--- begin Provided data ---

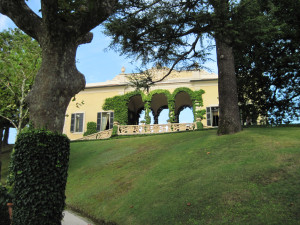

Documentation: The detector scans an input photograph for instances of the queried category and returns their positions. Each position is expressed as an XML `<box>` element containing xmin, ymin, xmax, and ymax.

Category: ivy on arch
<box><xmin>102</xmin><ymin>87</ymin><xmax>205</xmax><ymax>125</ymax></box>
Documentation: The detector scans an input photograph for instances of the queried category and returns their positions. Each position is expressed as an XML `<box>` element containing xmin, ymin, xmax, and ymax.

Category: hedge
<box><xmin>83</xmin><ymin>122</ymin><xmax>98</xmax><ymax>136</ymax></box>
<box><xmin>0</xmin><ymin>184</ymin><xmax>12</xmax><ymax>225</ymax></box>
<box><xmin>12</xmin><ymin>130</ymin><xmax>70</xmax><ymax>225</ymax></box>
<box><xmin>102</xmin><ymin>87</ymin><xmax>206</xmax><ymax>125</ymax></box>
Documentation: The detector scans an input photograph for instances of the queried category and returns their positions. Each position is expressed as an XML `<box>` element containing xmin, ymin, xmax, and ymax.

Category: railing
<box><xmin>78</xmin><ymin>129</ymin><xmax>112</xmax><ymax>140</ymax></box>
<box><xmin>118</xmin><ymin>123</ymin><xmax>197</xmax><ymax>135</ymax></box>
<box><xmin>77</xmin><ymin>123</ymin><xmax>197</xmax><ymax>140</ymax></box>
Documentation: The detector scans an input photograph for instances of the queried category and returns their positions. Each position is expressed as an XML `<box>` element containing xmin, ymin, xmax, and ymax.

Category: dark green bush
<box><xmin>0</xmin><ymin>184</ymin><xmax>12</xmax><ymax>225</ymax></box>
<box><xmin>12</xmin><ymin>130</ymin><xmax>70</xmax><ymax>225</ymax></box>
<box><xmin>111</xmin><ymin>125</ymin><xmax>118</xmax><ymax>137</ymax></box>
<box><xmin>83</xmin><ymin>122</ymin><xmax>97</xmax><ymax>136</ymax></box>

--- end Provided data ---

Please reproduce all of the records above word for word, leaving the pictures out.

Documentation: The detector scans an input photograph for instances of the queried category and returns their positions. Each position is expressed as an XML `<box>` element containing xmin, ymin, xmax, and ymax.

Category: ivy on arch
<box><xmin>102</xmin><ymin>87</ymin><xmax>205</xmax><ymax>125</ymax></box>
Documentation: The detector scans an input photograph for instances of the queried category and returns their positions. Each position is expressed as an XML `<box>` element containing xmin, ymin, xmax, and ymax.

Category: hedge
<box><xmin>83</xmin><ymin>122</ymin><xmax>98</xmax><ymax>136</ymax></box>
<box><xmin>0</xmin><ymin>184</ymin><xmax>12</xmax><ymax>225</ymax></box>
<box><xmin>12</xmin><ymin>130</ymin><xmax>70</xmax><ymax>225</ymax></box>
<box><xmin>102</xmin><ymin>87</ymin><xmax>206</xmax><ymax>125</ymax></box>
Documentation: The detector scans an input photograph for instances of the queried category and returns their positions. Each position is expressed as an XML `<box>` element containing xmin, ymin, xmax, and ymax.

Category: railing
<box><xmin>78</xmin><ymin>129</ymin><xmax>112</xmax><ymax>140</ymax></box>
<box><xmin>118</xmin><ymin>123</ymin><xmax>197</xmax><ymax>135</ymax></box>
<box><xmin>77</xmin><ymin>123</ymin><xmax>197</xmax><ymax>140</ymax></box>
Documentation: The detector scans an input photograph for instances of the queried category and returns their positions. Each position is expressed as an XML `<box>` element containing xmin, ymin, xmax, and ymax.

Category: dark green bush
<box><xmin>0</xmin><ymin>184</ymin><xmax>12</xmax><ymax>225</ymax></box>
<box><xmin>12</xmin><ymin>130</ymin><xmax>70</xmax><ymax>225</ymax></box>
<box><xmin>111</xmin><ymin>125</ymin><xmax>118</xmax><ymax>137</ymax></box>
<box><xmin>83</xmin><ymin>122</ymin><xmax>97</xmax><ymax>136</ymax></box>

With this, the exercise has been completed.